» Source extract:
· · · · · · ·
Election Integrity and Safety
- Lawsuits – Prior to the election, Attorney General Nessel sued the U.S. Postal Service and Postmaster General Louis DeJoy to ensure mail-in ballots were being properly processed and delivered after operational changes instituted by the USPS could have resulted in a significant number of mail-in ballots not being counted. A federal judge stopped those operational changes from continuing, ensuring mail-in ballots would be handled appropriately by the USPS. In defense of the procedures undertaken by Secretary Benson and election officials, Attorney General Nessel’s office helped defend against the numerous legal challenges filed, which made unverified and unsubstantiated claims of widespread fraud. While some cases are ongoing, an overwhelming majority have been dismissed, withdrawn or otherwise failed in the courts. In one case, the state of Texas sued Michigan and other battleground states in an attempt to overturn election results. The lawsuit fell short of being heard in the U.S. Supreme Court.
- Security – While there were a number of attempts to thwart the will of the people, the Attorney General’s office was ready to defend democracy at every turn. One highlight involves a series of robocalls that targeted Detroit-area voters seeking to intimidate them from participating in the election by use of mail-in ballots. The Attorney General’s office launched an investigation and charged Jack Burkman and Jacob Wohl with multiple felonies. They have since been bound over on all four counts and the case remains pending in Wayne County Circuit Court. The Attorney General has also taken action to investigate the few credible reports of fraud received and prosecute those found to have occurred, while also working to investigate threats made to election officials.
· · · · · · ·
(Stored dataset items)
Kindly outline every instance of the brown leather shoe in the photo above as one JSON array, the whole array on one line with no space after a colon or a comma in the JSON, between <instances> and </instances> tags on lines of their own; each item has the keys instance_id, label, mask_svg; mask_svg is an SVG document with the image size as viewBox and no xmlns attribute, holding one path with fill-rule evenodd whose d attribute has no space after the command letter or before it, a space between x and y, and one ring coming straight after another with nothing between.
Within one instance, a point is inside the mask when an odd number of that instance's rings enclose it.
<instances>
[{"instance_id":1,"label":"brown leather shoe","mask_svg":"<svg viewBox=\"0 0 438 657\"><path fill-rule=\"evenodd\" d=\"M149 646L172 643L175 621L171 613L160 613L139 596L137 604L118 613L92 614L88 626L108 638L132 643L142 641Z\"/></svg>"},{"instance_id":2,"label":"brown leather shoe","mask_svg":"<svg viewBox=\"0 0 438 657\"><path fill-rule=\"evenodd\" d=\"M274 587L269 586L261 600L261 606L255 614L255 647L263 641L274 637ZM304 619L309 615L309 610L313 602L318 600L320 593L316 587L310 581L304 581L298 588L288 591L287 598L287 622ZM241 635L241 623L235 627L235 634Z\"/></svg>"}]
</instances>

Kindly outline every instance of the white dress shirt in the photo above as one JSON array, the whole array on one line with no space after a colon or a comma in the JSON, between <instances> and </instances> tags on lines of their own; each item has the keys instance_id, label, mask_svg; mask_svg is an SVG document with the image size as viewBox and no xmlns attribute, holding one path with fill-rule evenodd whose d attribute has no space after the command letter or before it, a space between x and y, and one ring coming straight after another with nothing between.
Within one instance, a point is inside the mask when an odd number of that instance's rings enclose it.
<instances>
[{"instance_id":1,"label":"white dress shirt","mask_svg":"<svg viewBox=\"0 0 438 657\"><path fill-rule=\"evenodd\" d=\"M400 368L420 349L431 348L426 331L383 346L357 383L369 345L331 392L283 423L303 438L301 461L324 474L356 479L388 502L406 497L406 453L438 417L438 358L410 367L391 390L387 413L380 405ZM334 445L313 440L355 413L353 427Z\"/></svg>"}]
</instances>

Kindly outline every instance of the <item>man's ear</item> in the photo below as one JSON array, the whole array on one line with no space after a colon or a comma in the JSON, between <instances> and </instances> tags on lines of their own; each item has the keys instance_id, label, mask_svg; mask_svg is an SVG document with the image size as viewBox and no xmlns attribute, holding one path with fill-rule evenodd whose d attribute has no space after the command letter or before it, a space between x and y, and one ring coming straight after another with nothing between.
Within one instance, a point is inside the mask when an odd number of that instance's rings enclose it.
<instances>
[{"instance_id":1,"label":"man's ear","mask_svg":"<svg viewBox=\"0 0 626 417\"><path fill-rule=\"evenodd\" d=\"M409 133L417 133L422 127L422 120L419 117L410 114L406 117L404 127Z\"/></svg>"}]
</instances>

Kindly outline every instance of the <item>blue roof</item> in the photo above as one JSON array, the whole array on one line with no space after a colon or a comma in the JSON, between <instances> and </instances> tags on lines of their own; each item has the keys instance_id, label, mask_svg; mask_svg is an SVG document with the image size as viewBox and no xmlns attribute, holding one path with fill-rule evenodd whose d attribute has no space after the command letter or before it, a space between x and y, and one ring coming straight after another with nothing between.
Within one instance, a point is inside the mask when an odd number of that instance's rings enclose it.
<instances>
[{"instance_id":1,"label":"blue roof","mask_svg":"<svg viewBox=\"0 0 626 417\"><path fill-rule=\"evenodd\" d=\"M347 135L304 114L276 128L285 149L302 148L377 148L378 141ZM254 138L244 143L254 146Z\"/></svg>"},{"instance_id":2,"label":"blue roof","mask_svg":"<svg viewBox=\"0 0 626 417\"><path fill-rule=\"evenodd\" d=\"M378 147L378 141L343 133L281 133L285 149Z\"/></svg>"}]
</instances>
· · · · · · ·
» Questions:
**1.** Print the passage of the election integrity text that starts at the words "- Security –" and ends after the words "to election officials.".
**2.** Proceed with the election integrity and safety text, picking up after its last sentence.

» Responses:
**1.**
- Security – While there were a number of attempts to thwart the will of the people, the Attorney General’s office was ready to defend democracy at every turn. One highlight involves a series of robocalls that targeted Detroit-area voters seeking to intimidate them from participating in the election by use of mail-in ballots. The Attorney General’s office launched an investigation and charged Jack Burkman and Jacob Wohl with multiple felonies. They have since been bound over on all four counts and the case remains pending in Wayne County Circuit Court. The Attorney General has also taken action to investigate the few credible reports of fraud received and prosecute those found to have occurred, while also working to investigate threats made to election officials.

**2.**
- Education – Working in tandem with Secretary of State Benson to ensure a safe and secure election, Attorney General Nessel’s office aggressively protected the integrity of the democratic process while informing the public of their voting rights by hosting town hall events, informational calls and more.
“I am thoroughly impressed and equally grateful for the fair and responsible journalists who have covered these many important topics and, considering the challenging circumstances, have informed their readers and viewers with accurate and reliable information,” Nessel said. “Throughout the ongoing pandemic and turbulent election cycle, many Michigan journalists have been able to sift through the misinformation and disingenuous spin to find the truth, and they have upheld their role as the people’s watchdog.”